=== Directions for this task ===
Every line containing "soccer" should be copied out. Go through the entries and find them.

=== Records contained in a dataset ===

↓

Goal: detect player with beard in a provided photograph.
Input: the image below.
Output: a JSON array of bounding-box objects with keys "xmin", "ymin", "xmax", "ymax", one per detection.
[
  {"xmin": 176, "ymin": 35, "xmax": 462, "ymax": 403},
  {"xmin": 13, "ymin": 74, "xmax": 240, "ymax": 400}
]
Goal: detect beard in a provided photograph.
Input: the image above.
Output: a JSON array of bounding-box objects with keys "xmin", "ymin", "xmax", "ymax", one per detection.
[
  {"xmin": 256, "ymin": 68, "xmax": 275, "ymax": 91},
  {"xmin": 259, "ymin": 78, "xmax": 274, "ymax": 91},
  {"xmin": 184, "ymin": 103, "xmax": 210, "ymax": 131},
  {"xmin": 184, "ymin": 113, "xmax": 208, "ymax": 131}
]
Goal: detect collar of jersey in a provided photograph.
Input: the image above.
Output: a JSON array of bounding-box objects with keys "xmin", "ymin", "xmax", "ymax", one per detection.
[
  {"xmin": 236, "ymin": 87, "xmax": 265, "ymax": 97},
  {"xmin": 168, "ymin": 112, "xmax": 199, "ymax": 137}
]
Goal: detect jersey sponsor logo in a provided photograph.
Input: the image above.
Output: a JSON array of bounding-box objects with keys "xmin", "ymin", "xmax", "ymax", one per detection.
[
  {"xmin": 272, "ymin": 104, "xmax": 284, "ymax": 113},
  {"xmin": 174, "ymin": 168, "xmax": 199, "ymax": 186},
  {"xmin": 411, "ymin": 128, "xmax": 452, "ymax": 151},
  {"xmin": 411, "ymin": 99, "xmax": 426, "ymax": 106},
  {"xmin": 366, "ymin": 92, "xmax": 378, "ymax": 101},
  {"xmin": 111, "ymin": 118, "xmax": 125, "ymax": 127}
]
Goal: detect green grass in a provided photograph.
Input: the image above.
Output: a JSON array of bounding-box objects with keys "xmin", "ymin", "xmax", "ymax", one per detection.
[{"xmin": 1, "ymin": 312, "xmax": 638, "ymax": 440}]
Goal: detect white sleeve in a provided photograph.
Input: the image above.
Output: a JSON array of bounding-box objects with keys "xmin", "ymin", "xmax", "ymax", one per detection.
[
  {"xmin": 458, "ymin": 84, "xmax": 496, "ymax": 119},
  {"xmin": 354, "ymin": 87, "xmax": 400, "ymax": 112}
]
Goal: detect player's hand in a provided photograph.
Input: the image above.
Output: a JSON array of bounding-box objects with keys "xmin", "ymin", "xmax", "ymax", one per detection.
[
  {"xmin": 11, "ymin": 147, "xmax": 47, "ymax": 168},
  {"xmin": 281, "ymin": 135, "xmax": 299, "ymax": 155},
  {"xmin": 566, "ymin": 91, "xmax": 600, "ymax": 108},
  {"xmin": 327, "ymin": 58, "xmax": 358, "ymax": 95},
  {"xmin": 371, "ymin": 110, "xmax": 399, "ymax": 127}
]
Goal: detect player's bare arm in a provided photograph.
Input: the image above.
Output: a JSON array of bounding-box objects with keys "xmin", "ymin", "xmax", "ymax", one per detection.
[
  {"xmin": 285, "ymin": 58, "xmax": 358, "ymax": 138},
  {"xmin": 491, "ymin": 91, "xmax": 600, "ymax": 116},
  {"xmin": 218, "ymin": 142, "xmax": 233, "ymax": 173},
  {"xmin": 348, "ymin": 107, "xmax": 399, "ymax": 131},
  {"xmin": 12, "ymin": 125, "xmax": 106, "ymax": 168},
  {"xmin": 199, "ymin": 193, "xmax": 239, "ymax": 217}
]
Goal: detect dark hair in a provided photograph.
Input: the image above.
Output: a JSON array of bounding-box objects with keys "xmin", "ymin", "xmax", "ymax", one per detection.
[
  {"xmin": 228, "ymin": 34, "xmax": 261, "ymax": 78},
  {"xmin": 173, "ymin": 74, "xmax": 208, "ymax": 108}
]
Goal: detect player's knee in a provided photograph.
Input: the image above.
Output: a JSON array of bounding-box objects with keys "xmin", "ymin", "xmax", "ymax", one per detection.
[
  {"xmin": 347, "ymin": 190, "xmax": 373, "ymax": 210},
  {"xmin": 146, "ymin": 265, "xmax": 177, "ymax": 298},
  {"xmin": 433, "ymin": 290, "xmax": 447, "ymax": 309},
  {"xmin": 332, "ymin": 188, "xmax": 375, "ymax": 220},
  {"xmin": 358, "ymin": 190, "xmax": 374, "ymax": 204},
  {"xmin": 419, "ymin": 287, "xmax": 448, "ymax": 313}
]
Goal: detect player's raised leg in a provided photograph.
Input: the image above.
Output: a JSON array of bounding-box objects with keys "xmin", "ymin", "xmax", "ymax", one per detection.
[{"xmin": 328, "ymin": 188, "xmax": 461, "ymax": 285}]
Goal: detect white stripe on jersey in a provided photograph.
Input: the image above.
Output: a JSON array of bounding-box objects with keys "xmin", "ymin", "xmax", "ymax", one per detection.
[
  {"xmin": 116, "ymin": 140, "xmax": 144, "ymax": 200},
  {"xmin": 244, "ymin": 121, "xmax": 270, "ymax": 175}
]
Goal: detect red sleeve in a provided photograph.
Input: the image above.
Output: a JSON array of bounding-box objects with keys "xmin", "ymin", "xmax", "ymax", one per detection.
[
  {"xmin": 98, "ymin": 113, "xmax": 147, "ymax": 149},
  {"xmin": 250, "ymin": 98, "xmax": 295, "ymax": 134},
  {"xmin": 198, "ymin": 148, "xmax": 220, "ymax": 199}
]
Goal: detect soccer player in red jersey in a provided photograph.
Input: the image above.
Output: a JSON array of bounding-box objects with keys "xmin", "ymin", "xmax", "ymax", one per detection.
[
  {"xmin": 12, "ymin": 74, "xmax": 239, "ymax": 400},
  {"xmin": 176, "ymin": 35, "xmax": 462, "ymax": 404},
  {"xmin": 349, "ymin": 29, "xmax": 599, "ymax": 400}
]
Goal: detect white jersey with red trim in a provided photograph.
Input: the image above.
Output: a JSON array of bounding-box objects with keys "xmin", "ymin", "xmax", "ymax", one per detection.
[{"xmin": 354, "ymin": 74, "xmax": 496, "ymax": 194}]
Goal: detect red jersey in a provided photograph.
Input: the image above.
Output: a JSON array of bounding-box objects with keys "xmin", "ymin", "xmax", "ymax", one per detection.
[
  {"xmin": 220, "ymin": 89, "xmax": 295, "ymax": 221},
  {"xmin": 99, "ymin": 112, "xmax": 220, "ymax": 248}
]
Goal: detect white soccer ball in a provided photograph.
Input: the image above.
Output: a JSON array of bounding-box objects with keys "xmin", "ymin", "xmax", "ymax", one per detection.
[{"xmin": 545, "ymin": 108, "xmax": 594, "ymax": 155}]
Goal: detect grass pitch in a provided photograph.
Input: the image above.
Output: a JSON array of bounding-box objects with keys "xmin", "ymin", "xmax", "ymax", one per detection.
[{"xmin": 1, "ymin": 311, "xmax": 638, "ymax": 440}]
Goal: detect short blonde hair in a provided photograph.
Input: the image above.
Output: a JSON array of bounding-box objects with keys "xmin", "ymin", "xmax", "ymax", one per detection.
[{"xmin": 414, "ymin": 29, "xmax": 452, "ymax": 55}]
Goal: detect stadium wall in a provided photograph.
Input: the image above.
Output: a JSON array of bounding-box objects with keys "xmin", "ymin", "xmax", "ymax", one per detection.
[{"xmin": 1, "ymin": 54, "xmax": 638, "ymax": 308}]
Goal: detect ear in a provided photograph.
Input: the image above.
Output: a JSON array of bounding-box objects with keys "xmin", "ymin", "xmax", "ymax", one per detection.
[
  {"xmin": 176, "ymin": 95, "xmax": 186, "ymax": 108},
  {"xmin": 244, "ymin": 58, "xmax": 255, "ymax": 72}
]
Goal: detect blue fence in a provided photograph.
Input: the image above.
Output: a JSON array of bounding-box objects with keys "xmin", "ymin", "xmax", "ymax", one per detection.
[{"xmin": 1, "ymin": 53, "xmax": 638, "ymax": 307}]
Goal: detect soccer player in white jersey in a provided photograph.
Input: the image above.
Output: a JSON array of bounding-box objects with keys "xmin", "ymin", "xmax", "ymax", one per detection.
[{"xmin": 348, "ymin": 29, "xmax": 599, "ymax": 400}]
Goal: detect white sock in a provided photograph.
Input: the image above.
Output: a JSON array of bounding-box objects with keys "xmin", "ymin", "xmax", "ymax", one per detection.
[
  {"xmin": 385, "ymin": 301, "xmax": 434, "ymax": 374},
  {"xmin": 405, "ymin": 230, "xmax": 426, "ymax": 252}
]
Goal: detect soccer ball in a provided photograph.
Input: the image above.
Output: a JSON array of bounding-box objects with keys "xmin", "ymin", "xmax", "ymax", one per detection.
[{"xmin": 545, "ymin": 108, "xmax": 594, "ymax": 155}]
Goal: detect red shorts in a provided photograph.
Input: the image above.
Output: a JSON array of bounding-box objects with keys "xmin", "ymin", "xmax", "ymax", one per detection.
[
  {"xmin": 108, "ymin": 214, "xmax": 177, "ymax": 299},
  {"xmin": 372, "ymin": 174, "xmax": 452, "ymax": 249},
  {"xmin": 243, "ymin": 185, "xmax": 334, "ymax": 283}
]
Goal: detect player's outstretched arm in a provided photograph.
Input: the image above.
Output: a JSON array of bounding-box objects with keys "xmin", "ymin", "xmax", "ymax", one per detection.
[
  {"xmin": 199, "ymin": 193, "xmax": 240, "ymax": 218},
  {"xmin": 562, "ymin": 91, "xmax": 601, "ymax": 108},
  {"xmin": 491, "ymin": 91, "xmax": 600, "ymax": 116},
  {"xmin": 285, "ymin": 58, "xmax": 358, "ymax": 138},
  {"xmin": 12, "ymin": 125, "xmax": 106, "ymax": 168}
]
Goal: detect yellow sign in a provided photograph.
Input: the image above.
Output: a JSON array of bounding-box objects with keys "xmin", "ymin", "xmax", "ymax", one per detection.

↑

=== Your response ===
Goal: detect soccer player in red jersey in a provided photograph.
Goal: detect white soccer ball in a provided photograph.
Goal: detect soccer player in white jersey in a provided photograph.
Goal: detect soccer ball in a provided photograph.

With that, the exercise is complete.